(Text-to-region grounding data)
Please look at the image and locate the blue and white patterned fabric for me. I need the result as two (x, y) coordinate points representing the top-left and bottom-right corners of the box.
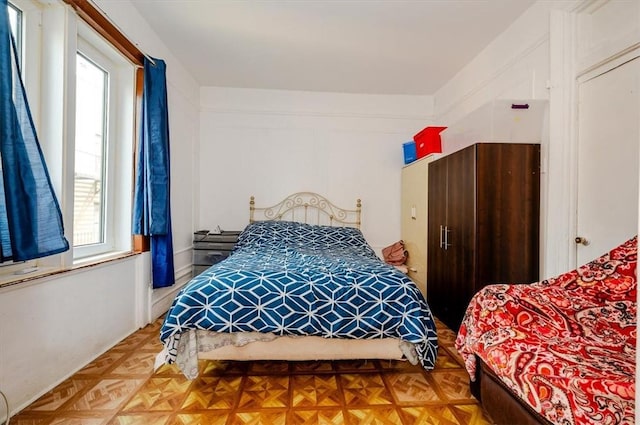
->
(160, 221), (438, 369)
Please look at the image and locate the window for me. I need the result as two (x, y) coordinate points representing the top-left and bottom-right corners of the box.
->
(7, 0), (42, 129)
(74, 53), (108, 249)
(72, 25), (135, 261)
(7, 2), (21, 58)
(0, 0), (142, 285)
(0, 0), (138, 283)
(3, 3), (22, 264)
(0, 1), (28, 272)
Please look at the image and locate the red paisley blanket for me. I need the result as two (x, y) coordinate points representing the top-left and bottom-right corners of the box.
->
(456, 236), (636, 425)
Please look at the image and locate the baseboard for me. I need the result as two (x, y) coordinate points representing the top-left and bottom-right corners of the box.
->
(151, 272), (192, 319)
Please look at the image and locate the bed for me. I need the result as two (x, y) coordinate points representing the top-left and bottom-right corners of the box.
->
(455, 236), (636, 425)
(157, 192), (438, 378)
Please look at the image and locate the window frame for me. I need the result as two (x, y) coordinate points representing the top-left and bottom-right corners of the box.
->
(73, 44), (113, 258)
(62, 0), (149, 255)
(9, 0), (41, 127)
(72, 21), (135, 261)
(7, 2), (22, 61)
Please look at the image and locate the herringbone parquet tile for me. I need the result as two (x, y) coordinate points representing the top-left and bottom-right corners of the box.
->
(180, 376), (243, 410)
(435, 348), (461, 370)
(398, 405), (461, 425)
(26, 378), (95, 411)
(107, 413), (171, 425)
(173, 412), (230, 425)
(289, 408), (345, 425)
(7, 417), (51, 425)
(68, 378), (145, 411)
(345, 407), (404, 425)
(231, 410), (288, 425)
(430, 371), (475, 403)
(76, 351), (128, 376)
(10, 316), (494, 424)
(137, 336), (164, 352)
(110, 333), (151, 352)
(384, 373), (440, 404)
(110, 351), (157, 376)
(449, 404), (493, 425)
(49, 416), (108, 425)
(340, 373), (395, 406)
(291, 375), (342, 407)
(122, 376), (191, 411)
(238, 375), (289, 409)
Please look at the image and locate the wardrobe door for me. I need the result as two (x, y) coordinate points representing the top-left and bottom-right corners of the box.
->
(475, 144), (540, 289)
(426, 158), (448, 322)
(442, 145), (477, 330)
(401, 158), (431, 297)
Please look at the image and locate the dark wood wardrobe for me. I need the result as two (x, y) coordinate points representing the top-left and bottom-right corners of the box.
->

## Aim of the exercise
Go line by line through the records above and copy each one containing "left".

## Solved exercise
Please look at the image and locate the blue and white patterned fabric for me. I need the result as two (x, y) coordinate points representing the top-left and bottom-right corners of the box.
Please look at the image and locate the window for me. I need the result as two (x, y) coordinate points representing the top-left and bottom-right corners of the box.
Please look at the image and locate the red paisley blanket for me. I need the result as two (x, y) coordinate points representing the top-left and bottom-right corners of the box.
Please look at the image and locate the baseboard for me. I need the result as two (x, y) coordinate points representing the top-left and bottom-right corners of the box.
Please look at the image and locate the bed for me. I need the result as two (x, y) coordinate points representing the top-left and bottom-right corners of the box.
Please look at the image and locate the window frame for me. I need the result as two (x, y) coordinate points representing the top-left and bottom-right corners of the box.
Please look at the image and locate the herringbone parquet tile for me. I need the result as two (x, y) coordinate points representing the top-left and bottom-right corners of the box.
Please look at the image and locate the wardrobe door for me. I need the result as two (x, y) coordinate points representing the top-left and bottom-right corners of the box.
Please look at the image and locate the dark wood wardrobe for me. I need the result as two (x, y) coordinate points representing the top-left and bottom-right corners of the box.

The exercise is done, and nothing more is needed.